| THE REQUEST |
Reproduce the part of the items that opens with the line containing "job: striped blue dress" and closes at the end of the items, changing "Trace the outline" to "Draw the boundary" throughout and leaving everything else as it is.
# # #
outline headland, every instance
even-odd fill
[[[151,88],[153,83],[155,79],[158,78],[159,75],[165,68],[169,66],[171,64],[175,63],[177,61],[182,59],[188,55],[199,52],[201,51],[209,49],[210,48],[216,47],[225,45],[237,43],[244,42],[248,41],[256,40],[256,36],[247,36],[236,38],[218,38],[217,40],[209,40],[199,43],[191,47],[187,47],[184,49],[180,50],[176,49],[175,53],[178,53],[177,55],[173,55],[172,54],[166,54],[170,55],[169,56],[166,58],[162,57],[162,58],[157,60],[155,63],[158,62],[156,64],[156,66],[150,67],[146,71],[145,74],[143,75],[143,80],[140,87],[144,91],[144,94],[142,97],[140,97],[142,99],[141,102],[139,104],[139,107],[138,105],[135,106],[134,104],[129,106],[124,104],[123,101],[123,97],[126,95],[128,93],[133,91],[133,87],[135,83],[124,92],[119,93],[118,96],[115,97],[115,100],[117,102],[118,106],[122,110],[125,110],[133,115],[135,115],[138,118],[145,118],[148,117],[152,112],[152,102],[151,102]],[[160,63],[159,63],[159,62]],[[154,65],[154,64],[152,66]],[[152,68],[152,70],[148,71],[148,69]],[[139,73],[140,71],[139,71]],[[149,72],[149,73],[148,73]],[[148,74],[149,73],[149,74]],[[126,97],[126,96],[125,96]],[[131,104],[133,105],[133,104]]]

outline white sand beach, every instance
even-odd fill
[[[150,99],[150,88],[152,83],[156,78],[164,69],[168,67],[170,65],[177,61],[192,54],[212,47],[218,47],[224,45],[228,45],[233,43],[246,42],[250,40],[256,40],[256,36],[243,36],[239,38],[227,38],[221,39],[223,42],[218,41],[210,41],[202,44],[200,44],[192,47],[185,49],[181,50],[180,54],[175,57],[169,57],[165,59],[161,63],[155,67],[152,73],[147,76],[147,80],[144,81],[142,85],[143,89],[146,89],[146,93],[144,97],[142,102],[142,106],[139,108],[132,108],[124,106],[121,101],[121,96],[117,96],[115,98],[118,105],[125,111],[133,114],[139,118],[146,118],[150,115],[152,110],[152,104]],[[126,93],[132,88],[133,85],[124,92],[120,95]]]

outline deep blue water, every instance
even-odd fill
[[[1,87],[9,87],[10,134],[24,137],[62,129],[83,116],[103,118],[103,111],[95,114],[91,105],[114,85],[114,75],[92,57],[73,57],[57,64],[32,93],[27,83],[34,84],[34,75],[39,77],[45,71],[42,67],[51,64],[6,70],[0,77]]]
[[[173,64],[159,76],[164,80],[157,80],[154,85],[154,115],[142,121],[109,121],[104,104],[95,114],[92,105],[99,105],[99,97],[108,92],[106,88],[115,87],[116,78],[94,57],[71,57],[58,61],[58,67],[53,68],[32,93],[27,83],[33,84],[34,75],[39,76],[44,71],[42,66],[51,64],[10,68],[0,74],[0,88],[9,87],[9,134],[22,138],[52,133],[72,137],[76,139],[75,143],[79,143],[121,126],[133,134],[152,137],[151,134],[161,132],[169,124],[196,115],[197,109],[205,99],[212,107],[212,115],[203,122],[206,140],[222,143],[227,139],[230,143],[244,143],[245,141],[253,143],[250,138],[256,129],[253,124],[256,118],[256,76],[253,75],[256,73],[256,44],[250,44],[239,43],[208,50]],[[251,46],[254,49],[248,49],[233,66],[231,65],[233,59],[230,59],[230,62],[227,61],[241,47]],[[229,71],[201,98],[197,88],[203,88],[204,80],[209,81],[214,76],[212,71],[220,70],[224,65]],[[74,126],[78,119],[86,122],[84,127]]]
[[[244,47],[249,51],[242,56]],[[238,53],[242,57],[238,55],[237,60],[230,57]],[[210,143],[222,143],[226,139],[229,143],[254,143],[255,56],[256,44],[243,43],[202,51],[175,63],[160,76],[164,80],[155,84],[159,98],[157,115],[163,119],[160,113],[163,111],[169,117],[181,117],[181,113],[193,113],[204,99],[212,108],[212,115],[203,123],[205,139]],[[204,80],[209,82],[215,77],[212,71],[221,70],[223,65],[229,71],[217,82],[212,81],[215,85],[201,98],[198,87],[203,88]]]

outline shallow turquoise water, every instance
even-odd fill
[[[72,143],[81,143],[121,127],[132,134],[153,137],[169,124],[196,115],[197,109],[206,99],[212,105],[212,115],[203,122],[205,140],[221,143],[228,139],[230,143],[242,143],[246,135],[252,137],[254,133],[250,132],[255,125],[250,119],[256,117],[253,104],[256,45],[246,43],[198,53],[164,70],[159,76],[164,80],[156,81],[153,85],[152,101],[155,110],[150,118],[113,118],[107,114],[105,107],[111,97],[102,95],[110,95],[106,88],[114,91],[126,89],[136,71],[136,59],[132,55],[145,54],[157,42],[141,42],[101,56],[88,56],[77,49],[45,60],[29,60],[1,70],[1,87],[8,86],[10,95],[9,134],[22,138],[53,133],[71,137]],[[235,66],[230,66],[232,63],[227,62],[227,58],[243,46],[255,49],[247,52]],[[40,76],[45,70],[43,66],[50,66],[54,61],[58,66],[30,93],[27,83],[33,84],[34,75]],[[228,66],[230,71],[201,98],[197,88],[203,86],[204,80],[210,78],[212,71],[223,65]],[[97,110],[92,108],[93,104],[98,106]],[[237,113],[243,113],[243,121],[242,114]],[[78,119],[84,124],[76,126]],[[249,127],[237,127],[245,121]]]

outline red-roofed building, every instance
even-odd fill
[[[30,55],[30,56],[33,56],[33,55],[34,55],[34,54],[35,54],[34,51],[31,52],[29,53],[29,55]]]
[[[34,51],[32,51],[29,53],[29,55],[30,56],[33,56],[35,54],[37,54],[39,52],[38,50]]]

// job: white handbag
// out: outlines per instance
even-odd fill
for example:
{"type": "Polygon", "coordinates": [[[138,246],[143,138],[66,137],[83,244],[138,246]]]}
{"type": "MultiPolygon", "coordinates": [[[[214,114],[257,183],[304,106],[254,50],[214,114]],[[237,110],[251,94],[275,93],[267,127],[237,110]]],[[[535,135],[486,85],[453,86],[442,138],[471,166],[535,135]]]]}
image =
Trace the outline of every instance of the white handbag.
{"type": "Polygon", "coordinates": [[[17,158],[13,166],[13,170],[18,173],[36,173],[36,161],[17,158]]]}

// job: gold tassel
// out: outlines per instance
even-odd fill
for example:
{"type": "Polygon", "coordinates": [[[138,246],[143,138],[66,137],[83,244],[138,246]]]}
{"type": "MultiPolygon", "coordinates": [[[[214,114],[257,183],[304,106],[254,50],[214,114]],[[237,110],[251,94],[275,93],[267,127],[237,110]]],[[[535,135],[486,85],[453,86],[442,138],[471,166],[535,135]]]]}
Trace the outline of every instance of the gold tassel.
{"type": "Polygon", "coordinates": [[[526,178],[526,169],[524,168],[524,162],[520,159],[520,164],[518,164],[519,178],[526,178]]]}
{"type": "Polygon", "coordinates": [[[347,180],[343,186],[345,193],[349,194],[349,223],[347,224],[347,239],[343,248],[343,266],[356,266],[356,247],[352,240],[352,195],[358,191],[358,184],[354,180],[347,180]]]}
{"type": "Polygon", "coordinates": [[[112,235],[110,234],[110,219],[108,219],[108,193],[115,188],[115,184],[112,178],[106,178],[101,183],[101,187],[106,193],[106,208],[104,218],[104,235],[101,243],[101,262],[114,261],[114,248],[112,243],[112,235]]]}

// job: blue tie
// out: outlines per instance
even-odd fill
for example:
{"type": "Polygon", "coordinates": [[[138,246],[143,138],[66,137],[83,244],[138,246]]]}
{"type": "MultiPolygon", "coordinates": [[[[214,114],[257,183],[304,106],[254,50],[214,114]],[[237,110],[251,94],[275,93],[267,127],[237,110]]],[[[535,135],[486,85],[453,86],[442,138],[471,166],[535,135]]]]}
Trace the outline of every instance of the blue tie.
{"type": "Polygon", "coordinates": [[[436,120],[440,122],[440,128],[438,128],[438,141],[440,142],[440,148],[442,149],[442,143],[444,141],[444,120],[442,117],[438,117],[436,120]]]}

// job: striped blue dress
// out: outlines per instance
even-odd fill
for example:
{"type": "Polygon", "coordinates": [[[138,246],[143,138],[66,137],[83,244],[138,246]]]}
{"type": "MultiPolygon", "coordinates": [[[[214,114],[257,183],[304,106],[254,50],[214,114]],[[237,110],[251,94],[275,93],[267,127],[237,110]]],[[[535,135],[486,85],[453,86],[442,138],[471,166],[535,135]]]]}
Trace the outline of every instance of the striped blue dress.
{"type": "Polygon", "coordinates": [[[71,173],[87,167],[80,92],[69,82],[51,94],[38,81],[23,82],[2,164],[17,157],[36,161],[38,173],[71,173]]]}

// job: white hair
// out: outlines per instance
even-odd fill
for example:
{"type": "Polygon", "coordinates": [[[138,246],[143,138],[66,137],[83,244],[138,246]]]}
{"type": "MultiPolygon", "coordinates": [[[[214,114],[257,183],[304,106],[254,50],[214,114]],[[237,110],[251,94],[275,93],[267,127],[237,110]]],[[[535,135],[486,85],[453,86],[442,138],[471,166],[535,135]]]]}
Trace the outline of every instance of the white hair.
# # #
| OUTPUT OF THE TASK |
// job: striped blue dress
// out: outlines per instance
even-odd fill
for example:
{"type": "Polygon", "coordinates": [[[138,246],[143,138],[66,137],[83,244],[138,246]]]}
{"type": "MultiPolygon", "coordinates": [[[[214,114],[257,183],[304,106],[254,50],[214,114]],[[237,110],[251,94],[275,93],[267,127],[237,110]]],[[[535,135],[486,85],[453,86],[442,138],[471,166],[535,135]]]]}
Draw the boundary of every instance of the striped blue dress.
{"type": "Polygon", "coordinates": [[[71,173],[87,167],[80,92],[69,82],[51,94],[38,81],[23,82],[2,164],[17,157],[36,161],[38,173],[71,173]]]}

// job: white hair
// out: outlines per instance
even-odd fill
for example:
{"type": "Polygon", "coordinates": [[[138,246],[143,138],[66,137],[83,244],[138,246]]]}
{"type": "MultiPolygon", "coordinates": [[[[214,114],[257,183],[304,106],[254,50],[214,114]],[[237,110],[251,94],[275,93],[267,127],[237,110]]],[[[535,135],[486,85],[453,86],[442,138],[471,166],[535,135]]]]}
Draw the boundary of every instance of the white hair.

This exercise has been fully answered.